:: Passage shown ::
————————

On Wed, Aug 12, 2009 at 10:47 PM, Michael Becker wrote:
> Am Mittwoch, 5. August 2009 15:59 schrieben Sie:
>> Michael,
>>
>> Trig identity substitutions are somewhat problematic in Axiom.
>> See the src/input/schaum* files for examples.
>>
>> If the subexpression (1-cos(x)^2) occurs in your expression E you can
>> write:
>>
>>    sinrule:=rule((1-cos(x)^2) == sin(x)^2)
>>
>> and then use this rule for your expression E thus
>>
>>   sinrule(E)
>
>
>
>
>    Tim,
>
>
>    this does not always  work (see (6) and (7)) :
>
>
>
> (1) -> )set mess auto off
> (1) ->  sinrule:=rule((1-cos(x)^2) == sin(x)^2)
> (1) ->
>                2                   2
>   (1)  - cos(x)  + %C + 1 == sin(x)  + %C
>                        Type: RewriteRule(Integer,Integer,Expression Integer)
> (2) -> f:= 1 - cos(x)^2
> (2) ->
>                2
>   (2)  - cos(x)  + 1
>                                                     Type: Expression Integer
> (3) -> sinrule(f)
> (3) ->
>              2
>   (3)  sin(x)
>                                                     Type: Expression Integer
> (4) -> sinrule(f+3)
> (4) ->
>                2
>   (4)  - cos(x)  + 4
>                                                     Type: Expression Integer
> (5) -> sinrule(f+a)
> (5) ->
>              2
>   (5)  sin(x)  + a
>                                                     Type: Expression Integer
> (6) -> sinrule (2*(f+a))
> (6) ->
>                 2
>   (6)  - 2cos(x)  + 2a + 2
>                                                     Type: Expression Integer
> (7) -> sinrule (1/(f+a))
> (7) ->
>                 1
>   (7)  - ---------------
>                2
>          cos(x)  - a - 1
>                                                     Type: Expression Integer
>
>
>
>
>    - Michael
>
>
>
>
>
>>
>> Axiom will not derive several of the trig identities from scratch.

————————

Part of a data file
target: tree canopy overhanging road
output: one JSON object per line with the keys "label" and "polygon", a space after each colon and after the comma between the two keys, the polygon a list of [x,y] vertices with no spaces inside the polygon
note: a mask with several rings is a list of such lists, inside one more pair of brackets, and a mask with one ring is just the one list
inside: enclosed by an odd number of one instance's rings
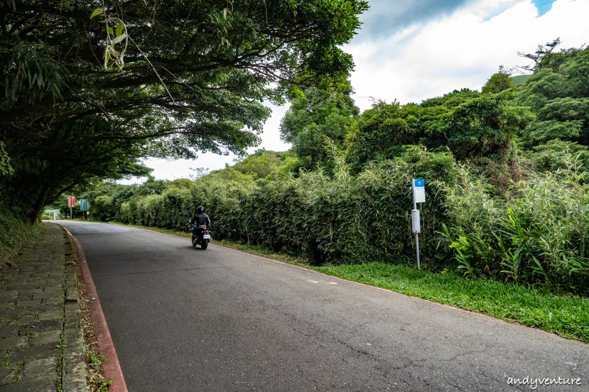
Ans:
{"label": "tree canopy overhanging road", "polygon": [[587,386],[581,342],[220,246],[62,224],[130,390],[511,391],[508,377],[527,376],[583,383],[541,390]]}

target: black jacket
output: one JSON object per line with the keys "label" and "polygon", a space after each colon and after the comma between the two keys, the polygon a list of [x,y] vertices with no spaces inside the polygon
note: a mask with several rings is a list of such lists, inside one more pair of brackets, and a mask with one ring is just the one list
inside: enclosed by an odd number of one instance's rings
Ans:
{"label": "black jacket", "polygon": [[209,215],[204,212],[196,213],[190,221],[192,225],[198,225],[198,226],[209,226],[211,224],[211,220],[209,219]]}

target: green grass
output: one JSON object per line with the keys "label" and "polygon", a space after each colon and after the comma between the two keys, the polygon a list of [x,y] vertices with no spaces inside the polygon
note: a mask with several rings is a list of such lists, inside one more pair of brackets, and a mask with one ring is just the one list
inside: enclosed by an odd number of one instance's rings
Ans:
{"label": "green grass", "polygon": [[44,230],[42,225],[31,225],[26,217],[0,204],[0,268],[28,243],[41,238]]}
{"label": "green grass", "polygon": [[[190,238],[190,234],[184,232],[109,223]],[[213,243],[589,342],[589,300],[586,299],[557,296],[487,279],[465,278],[449,272],[432,273],[403,265],[365,263],[316,266],[304,259],[272,253],[263,247],[218,241]]]}

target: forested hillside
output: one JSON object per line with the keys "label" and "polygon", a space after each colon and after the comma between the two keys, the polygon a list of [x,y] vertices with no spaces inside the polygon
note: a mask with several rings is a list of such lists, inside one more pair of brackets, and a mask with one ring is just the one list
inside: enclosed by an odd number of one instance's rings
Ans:
{"label": "forested hillside", "polygon": [[426,267],[587,296],[589,49],[558,43],[528,55],[524,84],[501,68],[481,92],[419,103],[360,113],[346,81],[291,87],[290,151],[196,179],[102,183],[85,194],[91,216],[184,230],[201,205],[215,240],[402,263],[415,252],[410,180],[423,178]]}

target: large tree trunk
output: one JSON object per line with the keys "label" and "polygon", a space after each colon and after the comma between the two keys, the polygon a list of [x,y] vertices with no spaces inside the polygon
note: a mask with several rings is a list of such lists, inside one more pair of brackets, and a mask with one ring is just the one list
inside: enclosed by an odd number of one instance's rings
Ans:
{"label": "large tree trunk", "polygon": [[51,187],[49,185],[46,185],[43,187],[42,190],[39,195],[39,197],[37,197],[37,200],[35,203],[35,206],[33,207],[33,212],[31,214],[31,223],[34,223],[37,219],[38,219],[39,216],[41,215],[41,213],[43,210],[43,207],[45,207],[45,200],[47,198],[47,194],[49,193],[49,190]]}

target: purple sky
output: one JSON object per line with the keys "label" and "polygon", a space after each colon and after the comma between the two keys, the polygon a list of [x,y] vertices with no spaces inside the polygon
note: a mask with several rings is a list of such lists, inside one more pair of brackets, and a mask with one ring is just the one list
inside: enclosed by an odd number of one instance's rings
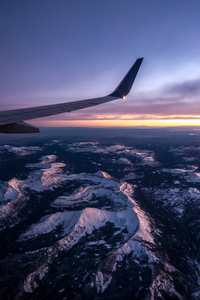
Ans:
{"label": "purple sky", "polygon": [[138,57],[125,102],[50,120],[200,115],[200,1],[1,1],[1,110],[104,96]]}

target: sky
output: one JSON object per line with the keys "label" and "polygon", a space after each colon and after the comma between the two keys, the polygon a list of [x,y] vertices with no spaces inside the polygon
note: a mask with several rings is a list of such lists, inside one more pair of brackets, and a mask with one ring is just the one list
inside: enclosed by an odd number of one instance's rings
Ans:
{"label": "sky", "polygon": [[144,57],[126,100],[36,126],[200,126],[199,0],[2,0],[1,110],[105,96]]}

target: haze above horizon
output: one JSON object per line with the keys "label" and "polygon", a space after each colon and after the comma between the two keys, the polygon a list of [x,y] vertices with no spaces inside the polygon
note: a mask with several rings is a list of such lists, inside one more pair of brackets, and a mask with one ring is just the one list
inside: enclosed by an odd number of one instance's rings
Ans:
{"label": "haze above horizon", "polygon": [[199,9],[198,0],[4,1],[1,110],[104,96],[144,56],[126,100],[30,123],[200,126]]}

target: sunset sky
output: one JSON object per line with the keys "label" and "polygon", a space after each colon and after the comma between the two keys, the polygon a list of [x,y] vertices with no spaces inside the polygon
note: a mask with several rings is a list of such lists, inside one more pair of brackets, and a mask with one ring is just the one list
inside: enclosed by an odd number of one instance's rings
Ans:
{"label": "sunset sky", "polygon": [[144,57],[126,100],[36,126],[200,126],[199,0],[1,1],[1,110],[113,91]]}

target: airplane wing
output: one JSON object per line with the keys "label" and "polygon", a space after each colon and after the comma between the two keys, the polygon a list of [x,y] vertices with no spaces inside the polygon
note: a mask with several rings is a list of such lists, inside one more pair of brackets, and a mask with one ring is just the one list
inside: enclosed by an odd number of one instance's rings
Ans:
{"label": "airplane wing", "polygon": [[125,98],[131,90],[143,58],[135,61],[117,88],[109,95],[100,98],[0,111],[0,133],[34,133],[39,128],[23,121],[70,112],[86,107],[103,104],[118,98]]}

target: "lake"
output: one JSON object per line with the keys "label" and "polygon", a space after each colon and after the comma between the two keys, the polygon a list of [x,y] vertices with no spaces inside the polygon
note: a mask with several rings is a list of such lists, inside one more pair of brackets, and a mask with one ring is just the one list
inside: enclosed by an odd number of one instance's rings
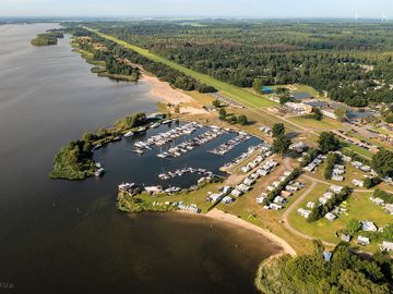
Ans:
{"label": "lake", "polygon": [[[0,292],[253,293],[258,264],[278,249],[266,238],[200,217],[116,209],[119,182],[147,183],[175,161],[136,157],[122,140],[96,152],[103,179],[48,179],[61,146],[129,113],[155,111],[157,102],[146,83],[92,74],[69,37],[29,45],[57,26],[0,26],[0,283],[14,285]],[[196,164],[191,157],[176,164]],[[226,160],[215,159],[212,169]],[[140,160],[150,162],[142,172]]]}

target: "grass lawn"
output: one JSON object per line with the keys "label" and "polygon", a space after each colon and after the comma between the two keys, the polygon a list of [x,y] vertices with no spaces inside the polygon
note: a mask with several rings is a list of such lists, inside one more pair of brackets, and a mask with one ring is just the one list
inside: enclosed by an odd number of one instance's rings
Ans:
{"label": "grass lawn", "polygon": [[310,93],[314,98],[319,98],[320,95],[319,93],[312,88],[312,87],[309,87],[309,86],[306,86],[306,85],[300,85],[300,84],[290,84],[290,85],[275,85],[275,86],[272,86],[273,89],[276,89],[276,88],[293,88],[295,89],[296,91],[308,91]]}
{"label": "grass lawn", "polygon": [[307,119],[303,117],[291,117],[291,118],[288,118],[288,120],[294,123],[300,124],[305,127],[312,128],[315,131],[319,131],[319,130],[321,130],[321,131],[322,130],[343,130],[344,128],[344,126],[338,121],[332,120],[329,118],[324,118],[321,121],[317,121],[317,120]]}
{"label": "grass lawn", "polygon": [[[315,238],[338,243],[341,240],[335,236],[335,232],[345,229],[350,219],[373,221],[378,226],[383,226],[392,222],[390,215],[385,213],[381,207],[373,205],[369,200],[371,193],[353,193],[347,200],[348,204],[346,208],[348,212],[341,215],[333,222],[323,218],[317,222],[308,223],[305,218],[297,215],[296,210],[298,208],[306,208],[308,201],[317,201],[326,188],[327,185],[318,184],[315,189],[289,215],[288,220],[296,230]],[[354,241],[353,246],[357,246]],[[360,249],[374,252],[377,248],[378,244],[370,244]]]}
{"label": "grass lawn", "polygon": [[178,70],[179,72],[182,72],[206,85],[213,86],[216,89],[218,89],[219,91],[222,91],[224,95],[228,96],[229,98],[231,98],[240,103],[243,103],[247,107],[259,108],[259,107],[276,106],[276,103],[271,100],[263,99],[263,98],[261,98],[257,95],[253,95],[242,88],[229,85],[229,84],[218,81],[210,75],[202,74],[202,73],[195,72],[193,70],[190,70],[190,69],[182,66],[182,65],[180,65],[174,61],[170,61],[166,58],[154,54],[146,49],[143,49],[143,48],[134,46],[132,44],[126,42],[116,37],[99,33],[98,30],[91,29],[88,27],[86,27],[86,29],[88,29],[93,33],[96,33],[98,36],[100,36],[105,39],[111,40],[124,48],[131,49],[131,50],[140,53],[141,56],[144,56],[153,61],[160,62],[160,63],[166,64],[175,70]]}
{"label": "grass lawn", "polygon": [[349,143],[347,143],[345,140],[341,140],[341,144],[343,146],[343,149],[354,151],[354,152],[365,157],[366,159],[371,159],[372,156],[373,156],[373,152],[368,151],[368,150],[366,150],[364,148],[360,148],[360,147],[358,147],[358,146],[356,146],[354,144],[349,144]]}
{"label": "grass lawn", "polygon": [[324,177],[324,171],[326,169],[326,161],[324,161],[321,166],[318,167],[315,173],[312,173],[311,175],[315,179],[327,181],[332,183],[332,185],[341,185],[341,186],[349,186],[353,188],[356,188],[353,185],[353,180],[364,180],[364,175],[367,175],[367,173],[354,168],[353,166],[348,163],[343,163],[345,166],[345,174],[343,176],[345,180],[343,182],[333,181],[333,180],[326,180]]}
{"label": "grass lawn", "polygon": [[195,99],[202,106],[212,106],[213,98],[210,97],[206,94],[202,94],[202,93],[199,93],[196,90],[188,90],[188,91],[184,91],[184,93],[187,95],[191,96],[193,99]]}

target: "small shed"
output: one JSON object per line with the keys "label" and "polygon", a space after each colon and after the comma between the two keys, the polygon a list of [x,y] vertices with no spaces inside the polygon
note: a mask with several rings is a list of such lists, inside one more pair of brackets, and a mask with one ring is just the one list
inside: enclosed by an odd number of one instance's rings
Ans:
{"label": "small shed", "polygon": [[262,87],[262,93],[263,94],[273,94],[274,90],[271,87]]}

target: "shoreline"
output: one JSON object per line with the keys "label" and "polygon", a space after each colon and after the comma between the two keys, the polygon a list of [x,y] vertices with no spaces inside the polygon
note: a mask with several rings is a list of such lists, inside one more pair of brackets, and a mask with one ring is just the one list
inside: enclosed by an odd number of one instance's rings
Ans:
{"label": "shoreline", "polygon": [[243,219],[240,219],[230,213],[226,213],[217,208],[212,209],[207,213],[200,213],[200,215],[196,215],[196,213],[193,213],[193,212],[190,212],[187,210],[176,210],[175,212],[176,213],[187,213],[187,215],[192,215],[192,216],[202,217],[202,218],[210,218],[213,220],[224,221],[231,225],[241,226],[242,229],[255,232],[255,233],[266,237],[272,243],[278,245],[282,248],[283,253],[278,253],[277,255],[281,255],[281,254],[289,254],[290,256],[297,255],[295,249],[284,238],[262,229],[261,226],[258,226],[257,224],[252,224]]}
{"label": "shoreline", "polygon": [[172,88],[169,83],[159,81],[156,76],[141,70],[140,82],[150,85],[148,95],[157,98],[160,102],[179,105],[180,114],[206,114],[202,108],[195,106],[195,100],[180,89]]}

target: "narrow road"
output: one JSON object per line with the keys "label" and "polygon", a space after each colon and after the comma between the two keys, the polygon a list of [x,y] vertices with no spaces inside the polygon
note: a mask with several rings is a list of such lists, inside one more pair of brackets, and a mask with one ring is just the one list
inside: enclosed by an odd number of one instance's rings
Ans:
{"label": "narrow road", "polygon": [[[288,221],[288,216],[289,213],[296,209],[296,207],[314,189],[314,187],[317,186],[317,182],[312,182],[312,184],[303,192],[303,194],[301,194],[284,212],[284,215],[282,216],[282,221],[284,223],[284,225],[289,230],[289,232],[298,235],[298,236],[301,236],[303,238],[307,238],[307,240],[315,240],[315,237],[312,237],[312,236],[309,236],[309,235],[306,235],[301,232],[299,232],[298,230],[296,230],[295,228],[293,228]],[[323,245],[325,246],[335,246],[336,244],[333,244],[333,243],[330,243],[330,242],[325,242],[325,241],[322,241]]]}

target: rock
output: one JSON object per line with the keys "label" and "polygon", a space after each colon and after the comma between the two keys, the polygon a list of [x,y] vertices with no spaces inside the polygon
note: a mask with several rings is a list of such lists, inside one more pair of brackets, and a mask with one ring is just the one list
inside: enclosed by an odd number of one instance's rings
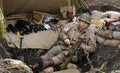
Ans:
{"label": "rock", "polygon": [[67,69],[77,69],[77,65],[73,64],[73,63],[69,63],[67,65]]}
{"label": "rock", "polygon": [[113,38],[120,40],[120,32],[119,32],[119,31],[114,31],[114,32],[113,32]]}
{"label": "rock", "polygon": [[112,40],[106,40],[106,41],[104,42],[104,45],[117,47],[117,46],[119,45],[119,43],[120,43],[119,40],[112,39]]}
{"label": "rock", "polygon": [[113,33],[112,30],[106,30],[106,31],[101,30],[97,32],[97,35],[105,39],[112,39],[112,33]]}
{"label": "rock", "polygon": [[114,18],[119,18],[120,17],[120,12],[117,11],[106,11],[102,14],[102,17],[107,17],[109,16],[111,19]]}

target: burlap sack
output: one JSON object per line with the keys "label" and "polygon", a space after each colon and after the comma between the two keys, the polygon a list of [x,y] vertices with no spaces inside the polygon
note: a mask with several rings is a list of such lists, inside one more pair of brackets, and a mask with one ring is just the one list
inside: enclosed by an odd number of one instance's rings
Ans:
{"label": "burlap sack", "polygon": [[115,39],[106,40],[104,42],[104,45],[113,46],[113,47],[117,47],[119,44],[120,44],[120,40],[115,40]]}
{"label": "burlap sack", "polygon": [[104,43],[105,42],[105,39],[104,38],[102,38],[102,37],[100,37],[100,36],[96,36],[96,40],[97,40],[97,42],[98,43],[100,43],[100,44],[102,44],[102,43]]}
{"label": "burlap sack", "polygon": [[106,31],[101,30],[97,32],[97,35],[105,39],[112,39],[112,33],[113,33],[112,30],[106,30]]}
{"label": "burlap sack", "polygon": [[113,38],[120,40],[120,32],[119,32],[119,31],[114,31],[114,32],[113,32]]}

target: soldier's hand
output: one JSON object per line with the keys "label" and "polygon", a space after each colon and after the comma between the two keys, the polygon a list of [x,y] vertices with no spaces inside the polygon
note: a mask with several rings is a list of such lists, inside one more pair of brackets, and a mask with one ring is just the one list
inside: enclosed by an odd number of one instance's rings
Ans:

————————

:: Work to complete ::
a - In the Axiom thread on trig rules, which files are given as examples of trig identity substitutions?
b - Translate this sentence from the Axiom thread on trig rules into Spanish: "Trig identity substitutions are somewhat problematic in Axiom."
c - Carry on the Axiom thread on trig rules from its last line.

:: Answers to each task ::
a - The src/input/schaum* files.

b - Las sustituciones de identidades trigonométricas son algo problemáticas en Axiom.

c -
>>
>> In your expression we have something of the form
>>     (4a^2) / (a^2 + 1)^2    where a = tan(x/2)
>> so Axiom needs to show that
>>    (a^2+1)^2 != 0
>>    (a^2+1) != 0
>>    a^2 != -1
>>    a != i
>> or, by back-substitution
>>   tan(x/2) != i
>> which it does not conclude automatically, even though this
>> is clearly true in the domain Expression(Integer).
>>
>> Michael Becker wrote:
>> >     Hi,
>> >
>> >
>> >    Is this (30)  the expected bevaviour of 'normalize' ??
>> >
>> >
>> > (29) -> normalize ((sin(x))^2+(cos(x))^2)
>> > (29) ->
>> >    (29)  1
>> >                                                      Type: Expression
>> > Integer
>> >
>> >
>> >
>> > (30) -> normalize (1-(cos(x))^2)
>> > (30) ->
>> >                      x 2
>> >                 4tan(-)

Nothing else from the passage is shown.